> _Passage to read_:
# Pirates Theme 2016



## Mogwai (Jun 10, 2014)

Here's a few props I got in the mail a couple of days ago. The skull has light up eyes and makes noises, it also came with a whole heap of bones. Couldn't fit them all in the photo, haha.


----------



## matrixmom (Oct 29, 2010)

Need Barrels,old trunks, gold coins and cups, amber lighting, black,white,and striped thrifted clothing, and some rum. Oh and, don't forget the rum! (cuz its always gone ya know)


----------



## Frightshow (Sep 14, 2015)

The rum is definitely critical! We made a double pillory last year so that people could have selfie shots and also had a haunted mermaid, kraken sea monsters, and a cannon as well. The ideas on this site are endless!


----------



## Mogwai (Jun 10, 2014)

I have found so many ideas on here and have a lot of stuff saved on pinterest  

Matrixmom- those are some good ideas! We have a glass drink dispenser that we'll probably fill up with punch that uses rum 

I absolutely love your pirate haunt photos, Frightshow. My partner is building the pillory for ours and I actually showed him a picture of yours a few weeks ago, haha.


----------



## Mogwai (Jun 10, 2014)

Also, here are all the prizes we've got so far. We make up a box each for the quiz winners and a box for the best costume winner. Pictured is a pack of 'ocean' scented tealights, fish shaped soap, trinket tray (it says 'keep your ship together'), anchor shaped bottle opener, a pirate themed scented candle, a toy octopus / starfish, motion sand, a skull shaped stirring spoon, a skull tea infuser and a set of nautical themed coasters. What do you think?


----------



## Jenn&MattFromPA (Sep 4, 2013)

You've got some great plans already! Your garage & backyard walk-throughs sound like they're going to be fantastic!

Thinking about your indoor "pirate tavern", a few ideas come to my mind. You could make a good amount of the pvc candles and cluster some on candle pillars or trays for your centerpieces. Perhaps pick up some old beer steins & glass beer mugs at thrift stores and either use them for your guests, or gather some on trays on top of some tables as well. You could look for lots of old paintings with ships & stormy seas in them to hang around your walls. Try your hand at making some barrels for a display piece in the tavern - pile some tin mugs on top, maybe set your pirate rum punch on it, some pirate napkins, etc.

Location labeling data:
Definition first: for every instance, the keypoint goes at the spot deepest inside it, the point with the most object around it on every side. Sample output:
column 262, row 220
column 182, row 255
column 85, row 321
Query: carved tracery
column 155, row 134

> _Job_:
In the pirate theme thread, what can the skull prop that Mogwai got in the mail do? This data has nothing to do with the pirate theme thread.

> _Correct output_:
It has light-up eyes and makes noises.